- _TASK DIRECTIONS_: Reproduce word for word the lines between those holding "x=765, y=379" and "Target: smiling face", inclusive, and nothing else from the data below.

Stored items
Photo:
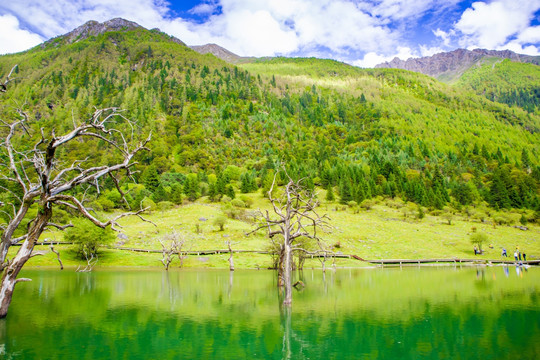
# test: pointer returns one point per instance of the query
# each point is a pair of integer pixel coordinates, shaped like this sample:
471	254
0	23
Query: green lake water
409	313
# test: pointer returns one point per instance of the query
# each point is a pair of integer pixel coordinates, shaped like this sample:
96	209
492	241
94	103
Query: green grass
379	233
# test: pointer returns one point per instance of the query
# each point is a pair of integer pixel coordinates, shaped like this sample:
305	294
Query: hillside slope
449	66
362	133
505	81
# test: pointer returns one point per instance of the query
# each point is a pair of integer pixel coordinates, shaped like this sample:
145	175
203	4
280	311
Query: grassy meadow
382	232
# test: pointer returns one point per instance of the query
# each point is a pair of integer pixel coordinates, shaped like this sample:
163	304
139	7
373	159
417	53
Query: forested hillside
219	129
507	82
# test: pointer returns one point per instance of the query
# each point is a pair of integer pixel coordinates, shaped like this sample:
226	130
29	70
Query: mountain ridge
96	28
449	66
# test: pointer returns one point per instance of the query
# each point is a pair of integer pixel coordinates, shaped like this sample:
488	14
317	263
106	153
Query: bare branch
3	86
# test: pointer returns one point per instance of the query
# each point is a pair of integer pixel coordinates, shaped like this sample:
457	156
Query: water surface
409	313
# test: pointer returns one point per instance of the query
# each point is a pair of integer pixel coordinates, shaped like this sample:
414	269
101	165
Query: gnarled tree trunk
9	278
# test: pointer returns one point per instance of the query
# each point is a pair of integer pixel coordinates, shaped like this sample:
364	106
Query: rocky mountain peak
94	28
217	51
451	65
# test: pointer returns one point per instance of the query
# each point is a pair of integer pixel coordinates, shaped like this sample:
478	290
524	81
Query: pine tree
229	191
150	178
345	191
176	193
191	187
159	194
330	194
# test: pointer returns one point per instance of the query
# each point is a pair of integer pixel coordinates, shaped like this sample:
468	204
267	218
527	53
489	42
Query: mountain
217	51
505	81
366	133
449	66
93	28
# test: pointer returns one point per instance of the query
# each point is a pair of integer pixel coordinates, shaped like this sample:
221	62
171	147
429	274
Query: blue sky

---

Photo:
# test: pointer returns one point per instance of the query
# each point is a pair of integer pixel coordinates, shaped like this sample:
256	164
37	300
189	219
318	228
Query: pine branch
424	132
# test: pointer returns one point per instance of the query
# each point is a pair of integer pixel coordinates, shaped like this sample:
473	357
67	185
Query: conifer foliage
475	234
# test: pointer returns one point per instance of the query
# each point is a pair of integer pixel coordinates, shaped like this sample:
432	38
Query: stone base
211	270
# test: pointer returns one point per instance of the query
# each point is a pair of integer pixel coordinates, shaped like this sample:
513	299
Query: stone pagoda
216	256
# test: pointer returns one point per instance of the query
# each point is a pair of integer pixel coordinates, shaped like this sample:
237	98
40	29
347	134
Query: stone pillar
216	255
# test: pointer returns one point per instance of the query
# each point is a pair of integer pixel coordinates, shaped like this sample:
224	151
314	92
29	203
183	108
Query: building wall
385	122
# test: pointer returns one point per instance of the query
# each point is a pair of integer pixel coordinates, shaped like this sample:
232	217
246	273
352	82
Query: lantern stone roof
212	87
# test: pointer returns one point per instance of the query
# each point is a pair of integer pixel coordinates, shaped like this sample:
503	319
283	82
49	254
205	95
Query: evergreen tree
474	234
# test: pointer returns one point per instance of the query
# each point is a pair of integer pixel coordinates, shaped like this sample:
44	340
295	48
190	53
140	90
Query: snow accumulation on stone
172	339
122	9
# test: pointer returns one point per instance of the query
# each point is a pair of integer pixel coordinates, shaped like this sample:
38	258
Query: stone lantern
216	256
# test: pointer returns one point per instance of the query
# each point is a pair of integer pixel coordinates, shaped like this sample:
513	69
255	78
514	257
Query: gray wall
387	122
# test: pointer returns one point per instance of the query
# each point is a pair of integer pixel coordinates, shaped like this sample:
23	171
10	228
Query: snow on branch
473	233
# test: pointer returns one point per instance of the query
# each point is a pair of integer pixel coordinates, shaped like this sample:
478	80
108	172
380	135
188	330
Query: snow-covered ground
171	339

...

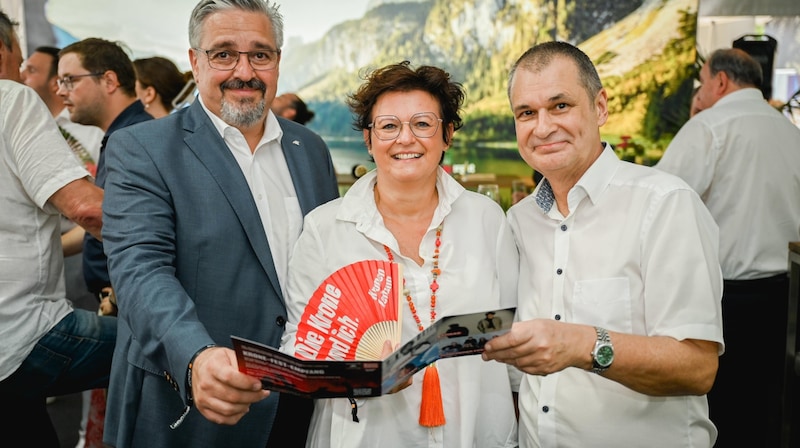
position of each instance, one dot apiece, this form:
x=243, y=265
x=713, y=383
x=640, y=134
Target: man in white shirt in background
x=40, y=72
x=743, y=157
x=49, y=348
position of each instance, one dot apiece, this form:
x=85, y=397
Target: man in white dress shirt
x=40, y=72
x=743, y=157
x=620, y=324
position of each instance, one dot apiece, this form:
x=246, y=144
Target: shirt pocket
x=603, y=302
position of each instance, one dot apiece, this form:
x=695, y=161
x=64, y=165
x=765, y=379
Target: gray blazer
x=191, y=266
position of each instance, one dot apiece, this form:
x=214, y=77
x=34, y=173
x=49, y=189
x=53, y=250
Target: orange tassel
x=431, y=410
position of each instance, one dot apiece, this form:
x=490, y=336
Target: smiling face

- _ANSWER TO THIS EXERCISE_:
x=765, y=379
Target: gray blazer
x=191, y=266
position of each instance, one dot apiece, this form:
x=214, y=77
x=34, y=173
x=49, y=189
x=53, y=250
Target: orange tassel
x=431, y=410
position of each instance, one dot apiece, this form:
x=490, y=336
Target: smiling face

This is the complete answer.